EXCERPTED PASSAGE:
Second Ward Councilor
Robin Schlager, the incumbent Second Ward Councilor running for re-election on the M20PIA slate, is being challenged by YVM candidate Christina Thomas, a lifelong township resident and a member of the Edgemont School PTA. Councilor Schlager, a three-term member of the council, pointed to her work in improvements to Edgemont Park and her efforts in pedestrian safety; she added that the Second Ward still needs dramatic improvements for the Watchung Avenue/Park Street intersection at Watchung Plaza to make it safer for foot traffic. She has endorsed an engineering study for this intersection. Thomas said that taxes and education were the ward’s biggest issues, and she called for greater improvement of the schools. On the senor center issue, Councilor Schlager suggested getting help from the county in building one, as Cedar Grove had recently done f or its own senior center. Thomas called the lack of a center shameful.
Both candidates enthusiastically endorsed maintaining the 20-percent standard for affordable housing in new projects, with Thomas speaking as a landlady and voicing her support for rent control. Councilor Schlager said that the resources of HOMECorp should be used more to provide more affordable units. Expecting a COVID-19-related tax shortfall, Councilor Schlager called for a municipal task force to manage the contraction of revenue and played up the need for a grant writer to help get more revenue. Thomas said that Montclair should see what can be done to ensure tax payments and also called for cuts in administration salaries and greater support for local businesses.

(Phrase grounding data)
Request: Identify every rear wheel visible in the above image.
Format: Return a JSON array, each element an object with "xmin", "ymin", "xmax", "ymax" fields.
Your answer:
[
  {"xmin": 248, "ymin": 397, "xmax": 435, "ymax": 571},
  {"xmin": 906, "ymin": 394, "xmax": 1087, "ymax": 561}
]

EXERCISE SET:
**A.** According to the Second Ward Councilor passage, what did Councilor Schlager endorse for the Watchung Avenue/Park Street intersection?
**B.** Summarize the Second Ward Councilor passage in two sentences.
**C.** Reproduce word for word the part of the Second Ward Councilor passage starting at "Both candidates enthusiastically" and ending at "for local businesses.".

SOLVED PROBLEMS:
**A.** She endorsed an engineering study for the intersection.

**B.** Incumbent Second Ward Councilor Robin Schlager, a three-term council member on the M20PIA slate, is being challenged by YVM candidate Christina Thomas, a lifelong township resident and Edgemont School PTA member. Schlager pointed to her work on Edgemont Park and pedestrian safety, while Thomas named taxes and education as the ward's biggest issues, and both endorsed keeping the 20-percent affordable housing standard in new projects.

**C.**
Both candidates enthusiastically endorsed maintaining the 20-percent standard for affordable housing in new projects, with Thomas speaking as a landlady and voicing her support for rent control. Councilor Schlager said that the resources of HOMECorp should be used more to provide more affordable units. Expecting a COVID-19-related tax shortfall, Councilor Schlager called for a municipal task force to manage the contraction of revenue and played up the need for a grant writer to help get more revenue. Thomas said that Montclair should see what can be done to ensure tax payments and also called for cuts in administration salaries and greater support for local businesses.